[Start of section]

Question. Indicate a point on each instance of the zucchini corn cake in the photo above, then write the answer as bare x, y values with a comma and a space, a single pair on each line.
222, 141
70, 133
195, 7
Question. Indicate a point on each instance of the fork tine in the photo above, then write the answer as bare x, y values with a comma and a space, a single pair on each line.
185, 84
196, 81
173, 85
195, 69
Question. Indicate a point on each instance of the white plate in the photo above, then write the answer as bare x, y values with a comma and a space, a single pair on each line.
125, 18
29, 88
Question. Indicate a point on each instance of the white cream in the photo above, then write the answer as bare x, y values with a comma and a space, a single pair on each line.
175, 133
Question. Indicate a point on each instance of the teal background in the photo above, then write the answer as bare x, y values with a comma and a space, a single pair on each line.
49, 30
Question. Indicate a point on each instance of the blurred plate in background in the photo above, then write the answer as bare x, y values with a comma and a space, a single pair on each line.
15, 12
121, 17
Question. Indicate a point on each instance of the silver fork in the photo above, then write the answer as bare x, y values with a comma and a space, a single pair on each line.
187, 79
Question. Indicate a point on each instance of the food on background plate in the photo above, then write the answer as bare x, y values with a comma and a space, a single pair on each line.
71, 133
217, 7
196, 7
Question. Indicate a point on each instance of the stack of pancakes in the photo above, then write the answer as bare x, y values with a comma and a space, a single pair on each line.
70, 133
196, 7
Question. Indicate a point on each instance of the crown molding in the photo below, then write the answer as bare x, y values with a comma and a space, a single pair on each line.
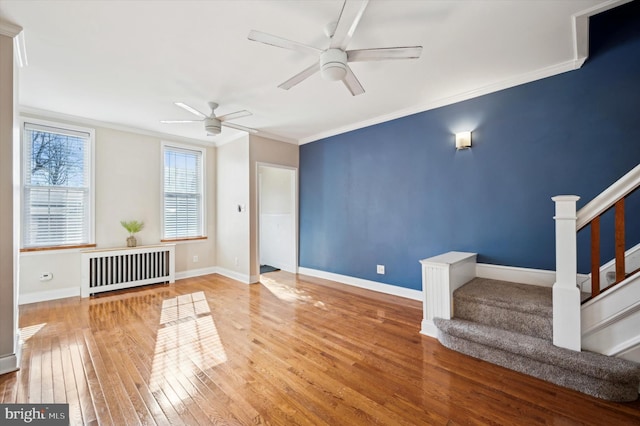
463, 96
580, 27
8, 29
40, 113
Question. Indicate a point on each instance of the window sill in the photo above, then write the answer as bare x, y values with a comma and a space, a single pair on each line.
183, 240
50, 248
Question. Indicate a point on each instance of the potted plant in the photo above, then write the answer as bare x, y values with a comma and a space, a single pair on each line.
132, 226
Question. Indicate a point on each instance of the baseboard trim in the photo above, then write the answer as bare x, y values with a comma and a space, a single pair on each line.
44, 296
393, 290
429, 328
196, 272
243, 278
530, 276
9, 363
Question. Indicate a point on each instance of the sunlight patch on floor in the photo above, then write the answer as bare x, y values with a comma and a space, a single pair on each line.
187, 341
287, 293
27, 332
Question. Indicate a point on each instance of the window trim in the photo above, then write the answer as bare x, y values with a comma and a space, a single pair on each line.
203, 197
92, 181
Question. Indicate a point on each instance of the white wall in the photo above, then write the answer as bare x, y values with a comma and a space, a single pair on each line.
232, 248
127, 187
277, 218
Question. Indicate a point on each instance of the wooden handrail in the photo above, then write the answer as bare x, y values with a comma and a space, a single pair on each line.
619, 236
603, 202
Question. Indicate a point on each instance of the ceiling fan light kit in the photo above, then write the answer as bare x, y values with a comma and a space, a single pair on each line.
333, 64
212, 123
333, 61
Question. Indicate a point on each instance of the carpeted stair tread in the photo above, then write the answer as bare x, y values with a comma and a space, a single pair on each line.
504, 294
586, 363
521, 308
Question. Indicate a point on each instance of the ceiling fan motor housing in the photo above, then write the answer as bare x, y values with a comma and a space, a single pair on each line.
212, 125
333, 64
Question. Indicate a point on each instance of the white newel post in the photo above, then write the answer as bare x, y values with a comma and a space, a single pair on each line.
566, 294
441, 276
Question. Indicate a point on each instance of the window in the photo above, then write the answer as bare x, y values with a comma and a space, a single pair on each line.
182, 200
57, 206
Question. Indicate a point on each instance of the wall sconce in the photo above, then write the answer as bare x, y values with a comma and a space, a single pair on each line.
463, 140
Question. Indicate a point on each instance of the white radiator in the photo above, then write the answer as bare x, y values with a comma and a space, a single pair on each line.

[End of section]

The task:
Give the entries again without a single change, but with no pictures.

Response:
Question. Indicate a point on each instance of the zucchini corn cake in the photo above, then write the answer as bare x, y values with a comma and a space, a single pair on each line.
222, 141
70, 133
195, 7
Question. Indicate a point on each instance of the fork tine in the photo above, then write the answer as bare x, y values with a comma and a space, a single pair on each line.
185, 84
196, 81
173, 85
195, 69
Question. Indicate a point on each instance of the white plate in the photo above, then write the answer as bare x, y values with a comma and a space, a single pair on each line.
125, 18
29, 88
Question. Indicate a point on each instance of the white cream in the photo above, then write the answer as bare x, y values with a comma and a space, a single pair on each line.
175, 133
Question. Indicate a point on each instance of the teal background in the photo above, then write the answer as bare x, y values with a comma and a space, a single pair on each line.
49, 30
Question. Indicate a point on each instance of the blurred plate in background in the photo above, then write the answer as bare x, y values with a comma and a space, a single pair on each line.
15, 12
121, 17
Question. Indicate a point on each instance of the silver fork in the photo above, then write the answer as bare x, y values with a comma and a space, a single pair on each line.
187, 79
Question. Indicate a point on each instance of the food on background plate in the photo above, then write the answer as bare x, y values with a comma and a space, a single pair on each line.
71, 133
217, 7
196, 7
Question. Indicate a point on each instance of the stack of pancakes in the photo above, then write the answer as bare x, y values with a comma and a space, a single pair on each line.
70, 133
196, 7
Question. Indicate a point on each instance of the crown molding in the photo below, then write the answer as bare x, y values with a comma and a space, a single pair on each line.
463, 96
580, 27
8, 29
40, 113
Question. Indicate a point on each instance of the window sill in the photo above, then write the answer as bare x, y values with a comma and a space, a single pair on each line.
183, 240
50, 248
Question. Indicate a point on each instance of the potted plant in the photo above, then write the answer as bare x, y values with a comma and a space, a single pair on each line.
132, 226
Question. Indicate a point on each instance of the baseboard trim in the photo above, then write the answer as bare x, y values with a comma and a space, a single pair on each line.
44, 296
393, 290
429, 328
196, 272
243, 278
530, 276
9, 363
Question. Indicate a point on each instance of the sunlight patch on floor in the photo above, then write the answer as bare x, y values with a comma and a space, a single pair on each line.
187, 341
287, 293
27, 332
Question. Indicate a point on each instance of the window trim in the photo above, then write the answer as bare x, y values with a comma and a space, a single pair on each line.
203, 197
92, 181
Question. Indicate a point on each instance of the white wall in the photo above, then write the answer as bare x, y values with a comma and a space, a single pair on each line.
232, 248
127, 187
277, 218
Question. Indicate a point on each instance of the wooden handrail in the photo above, then write the answer as bare x, y values with a comma and a space, a single pair on each line.
619, 236
603, 202
Question. Indicate a point on each instance of the ceiling fan light kit in the photo above, then write the answer as bare x, y values with a comma and a space, a single pair on each line.
333, 64
212, 123
333, 61
Question. Indicate a point on each instance of the carpeted stair tread in the photo above, then write the answer as bare x, y values with a comma and a space, a single pair on each line.
504, 294
586, 363
521, 308
Question. Indicate a point on each instance of the ceiling fan motor housing in the photo above, then write the answer as bare x, y values with a comma and a space, a single pair on each line.
212, 125
333, 64
Question. Indicate a point on each instance of the white newel post in the photo above, then write the answer as bare x, y values with a comma and a space, a single pair on each line.
566, 294
441, 276
Question. Indicate a point on each instance of the window in the photo above, then write the answer as bare x, y values with a comma and a space, a single pair on each line.
182, 200
57, 206
Question. Indicate a point on each instance of the wall sconce in the photo above, then write the answer as bare x, y values with a comma and a space, a single pair on each line.
463, 140
Question. Indicate a point on each instance of the white radiator in the photo above, then write the answer as bare x, y values with a comma and a space, a single pair on each line.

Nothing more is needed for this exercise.